--- Reading passage Enclosed Below ---

The issue was brought to the court by three members of a native tribe who will be the direct victims of the project. Analysts say the judgement has vindicated the critics of the project that the government was manipulating the now invalid Environment Impact Assessment (EIA) report to hide the real impact of the project from public scrutiny. In issuing the EIA report, the government ensured that it could be inspected only in Kuching, the state capital of Sarawak, and two small towns in the vicinity of the proposed dam, shutting out those campaigning against it from having access to the report, which was also made available in these three centres at an exhorbitant cost. There has been no public input into the government’s decision to embark on this mega project, neither any serious consideration of the objections to the project.
On the other hand, the government launched an explosive ‘public relations’ campaign to convince the public on the soundness of the project.

--- End of Enclosed Reading passage ---

*Work item A:* List every action or failure that the passage on the dam project attributes to the government.
*Work item B:* Quote the passage on the dam project, starting with "The issue was" and going on through "to the project.".

--- Supplied material Enclosed Below ---

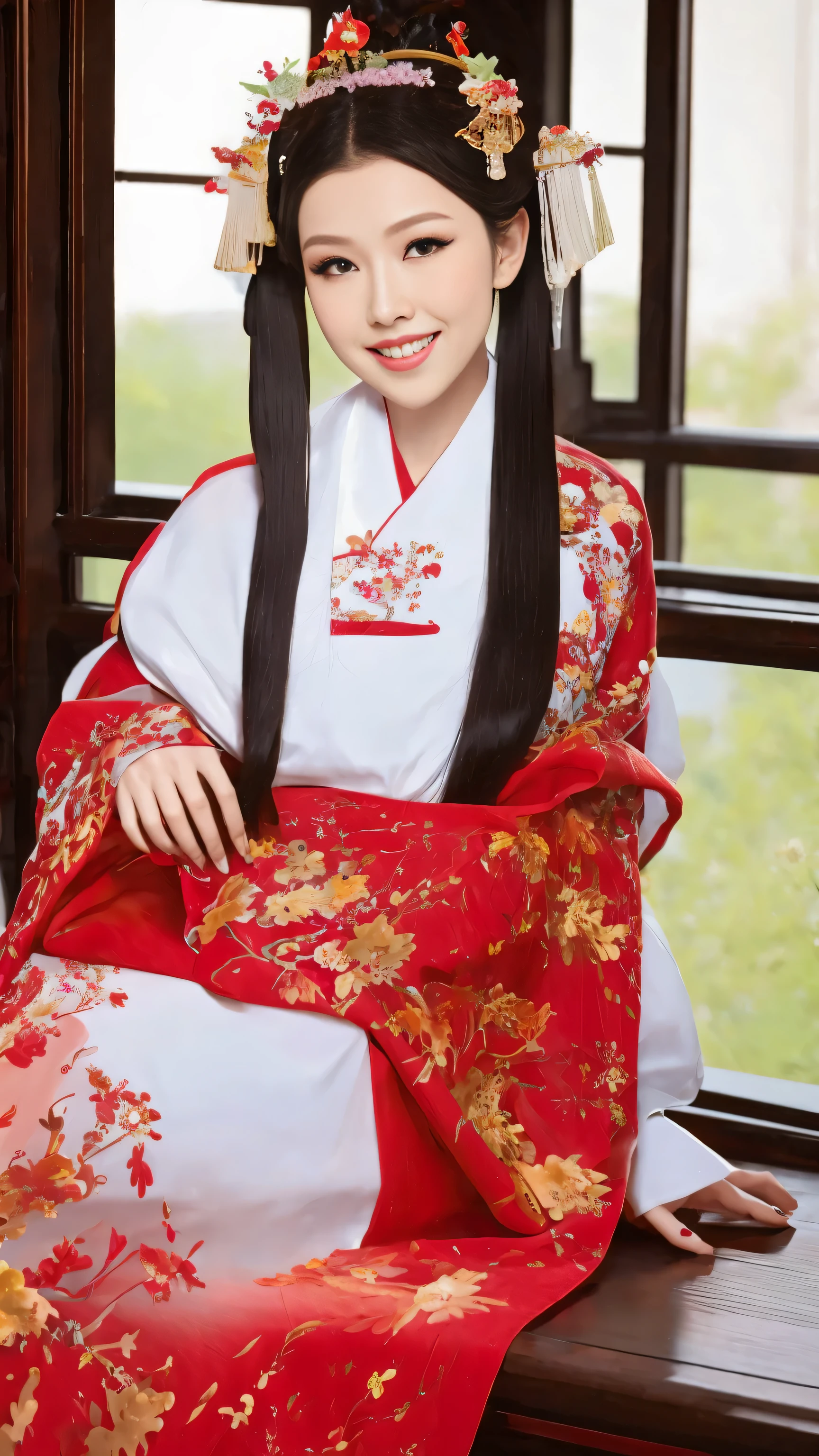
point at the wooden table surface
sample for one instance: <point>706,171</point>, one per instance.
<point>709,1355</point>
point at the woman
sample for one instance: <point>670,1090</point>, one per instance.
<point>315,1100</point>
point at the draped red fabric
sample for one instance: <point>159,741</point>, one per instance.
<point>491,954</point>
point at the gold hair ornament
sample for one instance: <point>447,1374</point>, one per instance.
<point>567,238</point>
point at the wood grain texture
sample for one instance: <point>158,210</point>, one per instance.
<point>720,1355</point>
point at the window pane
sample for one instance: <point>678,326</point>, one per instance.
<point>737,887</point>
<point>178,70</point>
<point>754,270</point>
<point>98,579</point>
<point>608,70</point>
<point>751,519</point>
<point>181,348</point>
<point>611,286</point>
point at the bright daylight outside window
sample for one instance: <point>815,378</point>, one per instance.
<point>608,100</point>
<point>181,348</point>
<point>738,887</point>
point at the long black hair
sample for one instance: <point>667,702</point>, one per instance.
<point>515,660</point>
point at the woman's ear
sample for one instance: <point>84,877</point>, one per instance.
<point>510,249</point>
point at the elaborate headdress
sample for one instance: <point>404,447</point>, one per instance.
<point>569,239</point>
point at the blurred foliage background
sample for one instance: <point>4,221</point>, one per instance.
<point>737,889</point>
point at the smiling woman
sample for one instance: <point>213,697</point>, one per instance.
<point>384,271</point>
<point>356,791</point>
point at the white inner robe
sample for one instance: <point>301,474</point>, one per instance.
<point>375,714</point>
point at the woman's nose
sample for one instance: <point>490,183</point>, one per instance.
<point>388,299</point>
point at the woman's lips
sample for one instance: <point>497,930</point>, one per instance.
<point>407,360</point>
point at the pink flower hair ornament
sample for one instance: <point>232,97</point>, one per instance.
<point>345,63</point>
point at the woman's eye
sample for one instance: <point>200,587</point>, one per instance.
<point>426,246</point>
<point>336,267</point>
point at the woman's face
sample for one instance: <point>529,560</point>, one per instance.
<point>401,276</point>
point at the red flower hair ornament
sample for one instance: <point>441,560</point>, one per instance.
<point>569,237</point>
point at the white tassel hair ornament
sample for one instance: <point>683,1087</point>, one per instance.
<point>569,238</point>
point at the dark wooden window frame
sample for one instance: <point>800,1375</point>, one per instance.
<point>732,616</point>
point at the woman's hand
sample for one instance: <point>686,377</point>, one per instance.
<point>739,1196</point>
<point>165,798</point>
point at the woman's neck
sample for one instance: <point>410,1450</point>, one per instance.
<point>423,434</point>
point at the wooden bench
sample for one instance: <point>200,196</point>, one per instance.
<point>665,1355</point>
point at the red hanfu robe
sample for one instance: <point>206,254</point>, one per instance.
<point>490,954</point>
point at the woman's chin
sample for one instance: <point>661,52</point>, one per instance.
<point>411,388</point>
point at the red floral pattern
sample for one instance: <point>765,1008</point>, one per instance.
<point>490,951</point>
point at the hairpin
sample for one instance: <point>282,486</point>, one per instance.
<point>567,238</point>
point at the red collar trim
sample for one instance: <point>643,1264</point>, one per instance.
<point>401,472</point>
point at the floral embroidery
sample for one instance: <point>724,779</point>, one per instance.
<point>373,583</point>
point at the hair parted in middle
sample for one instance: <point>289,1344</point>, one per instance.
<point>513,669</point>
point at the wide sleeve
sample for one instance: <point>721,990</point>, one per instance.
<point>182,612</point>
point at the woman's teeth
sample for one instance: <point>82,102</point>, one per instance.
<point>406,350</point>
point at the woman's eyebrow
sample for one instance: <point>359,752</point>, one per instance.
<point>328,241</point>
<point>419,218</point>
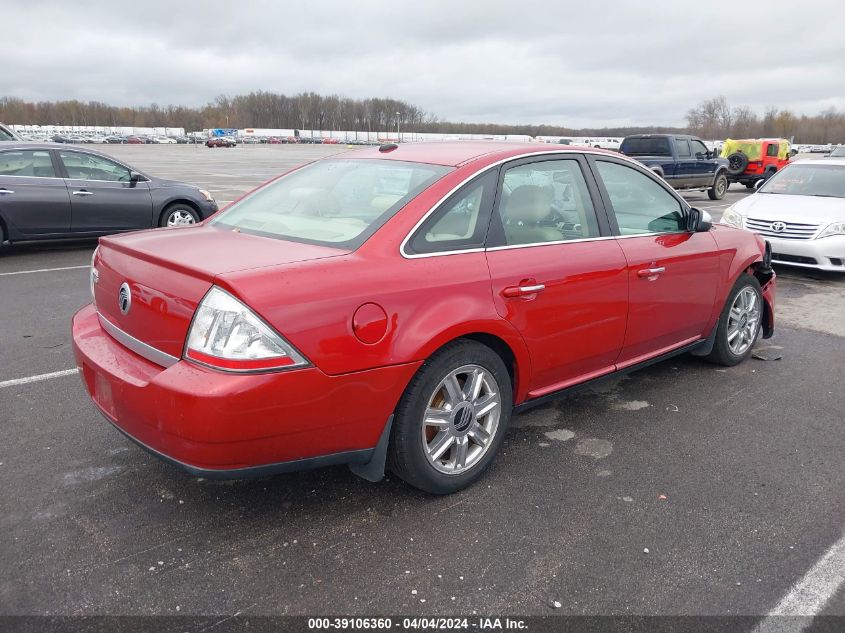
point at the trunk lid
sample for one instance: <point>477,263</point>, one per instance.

--- End of Enclosed Supplied material ---
--- Supplied material Enclosed Below ---

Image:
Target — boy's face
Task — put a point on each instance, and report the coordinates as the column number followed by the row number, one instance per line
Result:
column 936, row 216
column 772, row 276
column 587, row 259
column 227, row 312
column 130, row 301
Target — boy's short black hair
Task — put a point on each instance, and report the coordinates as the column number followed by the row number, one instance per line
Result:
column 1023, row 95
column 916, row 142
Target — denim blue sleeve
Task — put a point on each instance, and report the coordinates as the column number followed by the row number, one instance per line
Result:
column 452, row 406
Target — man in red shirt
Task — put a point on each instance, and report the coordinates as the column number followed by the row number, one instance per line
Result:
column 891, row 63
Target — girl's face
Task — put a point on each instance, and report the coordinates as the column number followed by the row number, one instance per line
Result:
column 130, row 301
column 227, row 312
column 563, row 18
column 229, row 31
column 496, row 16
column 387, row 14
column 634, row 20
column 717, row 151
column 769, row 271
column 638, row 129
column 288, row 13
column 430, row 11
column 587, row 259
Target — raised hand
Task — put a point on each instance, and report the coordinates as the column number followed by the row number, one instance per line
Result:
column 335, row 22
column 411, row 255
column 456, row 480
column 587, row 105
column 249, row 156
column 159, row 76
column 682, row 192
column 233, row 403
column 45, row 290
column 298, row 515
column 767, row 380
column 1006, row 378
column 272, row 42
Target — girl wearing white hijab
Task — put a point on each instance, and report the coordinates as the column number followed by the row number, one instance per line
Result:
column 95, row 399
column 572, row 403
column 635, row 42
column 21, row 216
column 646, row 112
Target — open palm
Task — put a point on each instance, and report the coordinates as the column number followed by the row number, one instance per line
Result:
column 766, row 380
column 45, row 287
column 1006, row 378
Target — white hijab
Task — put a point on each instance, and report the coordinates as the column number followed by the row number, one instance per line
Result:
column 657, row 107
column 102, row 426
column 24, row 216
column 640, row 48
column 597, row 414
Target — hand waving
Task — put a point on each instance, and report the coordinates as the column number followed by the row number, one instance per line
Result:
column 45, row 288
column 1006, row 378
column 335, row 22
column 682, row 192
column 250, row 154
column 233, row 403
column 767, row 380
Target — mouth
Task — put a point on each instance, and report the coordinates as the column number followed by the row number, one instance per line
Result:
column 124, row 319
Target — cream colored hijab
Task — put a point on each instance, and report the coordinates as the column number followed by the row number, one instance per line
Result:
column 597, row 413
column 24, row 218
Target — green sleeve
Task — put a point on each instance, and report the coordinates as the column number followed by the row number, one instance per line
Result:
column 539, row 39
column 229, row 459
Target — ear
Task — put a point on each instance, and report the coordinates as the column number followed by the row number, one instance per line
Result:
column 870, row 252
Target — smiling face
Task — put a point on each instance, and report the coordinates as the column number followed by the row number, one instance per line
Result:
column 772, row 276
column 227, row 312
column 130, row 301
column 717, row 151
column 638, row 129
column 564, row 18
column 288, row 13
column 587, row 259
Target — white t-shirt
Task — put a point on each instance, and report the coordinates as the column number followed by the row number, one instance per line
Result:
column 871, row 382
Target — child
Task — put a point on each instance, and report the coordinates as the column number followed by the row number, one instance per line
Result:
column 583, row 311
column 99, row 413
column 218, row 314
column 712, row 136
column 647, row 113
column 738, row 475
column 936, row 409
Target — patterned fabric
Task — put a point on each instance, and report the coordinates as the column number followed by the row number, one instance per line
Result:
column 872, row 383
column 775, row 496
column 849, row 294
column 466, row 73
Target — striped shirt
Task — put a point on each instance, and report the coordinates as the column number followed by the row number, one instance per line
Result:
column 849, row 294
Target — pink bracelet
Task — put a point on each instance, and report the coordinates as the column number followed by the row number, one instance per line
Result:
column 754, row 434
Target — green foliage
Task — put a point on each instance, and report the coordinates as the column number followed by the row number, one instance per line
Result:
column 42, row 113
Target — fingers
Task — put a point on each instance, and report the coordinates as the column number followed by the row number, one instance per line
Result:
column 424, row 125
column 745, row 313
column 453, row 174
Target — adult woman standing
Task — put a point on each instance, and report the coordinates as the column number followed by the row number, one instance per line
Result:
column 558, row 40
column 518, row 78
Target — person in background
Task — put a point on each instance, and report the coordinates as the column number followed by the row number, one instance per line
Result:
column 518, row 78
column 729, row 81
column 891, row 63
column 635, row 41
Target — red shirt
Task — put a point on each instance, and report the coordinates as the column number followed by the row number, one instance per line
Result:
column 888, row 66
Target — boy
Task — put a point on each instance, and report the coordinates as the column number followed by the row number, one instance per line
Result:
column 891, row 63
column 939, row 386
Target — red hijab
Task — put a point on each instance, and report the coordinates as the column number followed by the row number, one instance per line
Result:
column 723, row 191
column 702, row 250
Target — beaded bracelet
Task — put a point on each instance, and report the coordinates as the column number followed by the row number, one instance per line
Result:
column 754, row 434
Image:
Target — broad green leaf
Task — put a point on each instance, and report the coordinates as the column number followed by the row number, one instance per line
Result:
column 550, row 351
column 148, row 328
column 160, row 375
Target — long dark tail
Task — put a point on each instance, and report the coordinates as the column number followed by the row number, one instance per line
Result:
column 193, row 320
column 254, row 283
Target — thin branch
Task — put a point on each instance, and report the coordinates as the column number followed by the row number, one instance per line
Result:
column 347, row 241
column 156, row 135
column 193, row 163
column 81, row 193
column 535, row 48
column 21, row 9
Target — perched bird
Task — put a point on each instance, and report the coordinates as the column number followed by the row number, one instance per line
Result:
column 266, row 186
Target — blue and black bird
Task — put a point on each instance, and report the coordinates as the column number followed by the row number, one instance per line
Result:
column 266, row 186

--- End of Enclosed Supplied material ---
--- Supplied material Enclosed Below ---

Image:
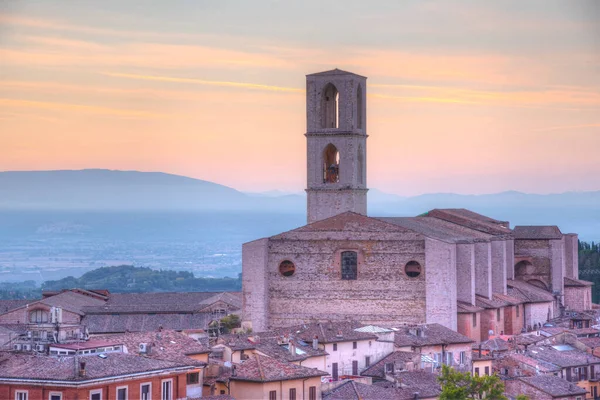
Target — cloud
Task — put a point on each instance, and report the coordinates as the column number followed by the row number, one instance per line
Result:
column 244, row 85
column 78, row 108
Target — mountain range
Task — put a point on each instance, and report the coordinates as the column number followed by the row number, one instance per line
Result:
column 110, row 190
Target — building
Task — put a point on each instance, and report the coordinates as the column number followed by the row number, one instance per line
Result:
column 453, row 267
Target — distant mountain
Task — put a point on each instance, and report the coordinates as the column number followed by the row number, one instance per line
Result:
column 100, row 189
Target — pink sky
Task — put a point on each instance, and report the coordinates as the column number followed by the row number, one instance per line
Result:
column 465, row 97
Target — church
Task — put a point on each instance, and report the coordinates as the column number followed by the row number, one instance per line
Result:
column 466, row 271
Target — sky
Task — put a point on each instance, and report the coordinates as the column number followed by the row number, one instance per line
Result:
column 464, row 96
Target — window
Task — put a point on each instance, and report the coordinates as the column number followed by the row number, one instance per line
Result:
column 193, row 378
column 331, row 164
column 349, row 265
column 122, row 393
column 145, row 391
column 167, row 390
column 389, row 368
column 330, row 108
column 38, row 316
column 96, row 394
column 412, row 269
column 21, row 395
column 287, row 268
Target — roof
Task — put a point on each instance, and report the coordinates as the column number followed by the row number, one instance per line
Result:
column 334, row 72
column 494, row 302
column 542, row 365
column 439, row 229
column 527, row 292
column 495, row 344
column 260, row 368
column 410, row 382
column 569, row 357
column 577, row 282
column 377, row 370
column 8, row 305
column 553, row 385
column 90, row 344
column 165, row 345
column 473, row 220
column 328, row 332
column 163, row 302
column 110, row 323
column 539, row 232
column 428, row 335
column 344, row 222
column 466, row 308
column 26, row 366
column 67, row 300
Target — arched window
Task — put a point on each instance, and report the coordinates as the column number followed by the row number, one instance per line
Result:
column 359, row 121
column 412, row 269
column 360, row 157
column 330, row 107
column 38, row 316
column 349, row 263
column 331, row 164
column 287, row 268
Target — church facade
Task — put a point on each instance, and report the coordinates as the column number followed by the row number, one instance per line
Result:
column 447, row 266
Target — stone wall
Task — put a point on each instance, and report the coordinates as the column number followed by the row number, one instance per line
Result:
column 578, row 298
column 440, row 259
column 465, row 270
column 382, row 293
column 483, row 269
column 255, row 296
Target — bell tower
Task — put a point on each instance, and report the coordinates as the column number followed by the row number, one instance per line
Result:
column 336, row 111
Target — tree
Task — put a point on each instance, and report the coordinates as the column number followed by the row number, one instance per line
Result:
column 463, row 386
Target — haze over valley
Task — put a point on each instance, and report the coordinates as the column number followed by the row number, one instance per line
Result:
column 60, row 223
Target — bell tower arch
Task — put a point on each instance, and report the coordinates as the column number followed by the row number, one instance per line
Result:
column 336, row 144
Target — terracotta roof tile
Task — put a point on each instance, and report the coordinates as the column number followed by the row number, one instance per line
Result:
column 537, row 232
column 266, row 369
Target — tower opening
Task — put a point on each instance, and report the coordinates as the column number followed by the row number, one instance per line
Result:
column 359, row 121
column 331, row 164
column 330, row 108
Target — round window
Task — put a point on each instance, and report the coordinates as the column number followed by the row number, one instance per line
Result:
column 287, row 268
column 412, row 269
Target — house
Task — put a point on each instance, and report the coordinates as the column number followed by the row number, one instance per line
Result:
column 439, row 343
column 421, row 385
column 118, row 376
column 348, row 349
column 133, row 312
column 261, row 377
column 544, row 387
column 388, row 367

--- End of Enclosed Supplied material ---

*Answer box A:*
- Manipulating the Environment Impact Assessment (EIA) report to hide the real impact of the project from public scrutiny, as the project's critics charged
- Allowing the EIA report to be inspected only in Kuching and two small towns near the proposed dam
- Making the report available in those three centers only at an exorbitant cost
- Allowing no public input into the decision to embark on the project
- Giving no serious consideration to the objections to the project
- Launching an explosive "public relations" campaign to convince the public that the project was sound

*Answer box B:*
The issue was brought to the court by three members of a native tribe who will be the direct victims of the project. Analysts say the judgement has vindicated the critics of the project that the government was manipulating the now invalid Environment Impact Assessment (EIA) report to hide the real impact of the project from public scrutiny. In issuing the EIA report, the government ensured that it could be inspected only in Kuching, the state capital of Sarawak, and two small towns in the vicinity of the proposed dam, shutting out those campaigning against it from having access to the report, which was also made available in these three centres at an exhorbitant cost. There has been no public input into the government’s decision to embark on this mega project, neither any serious consideration of the objections to the project.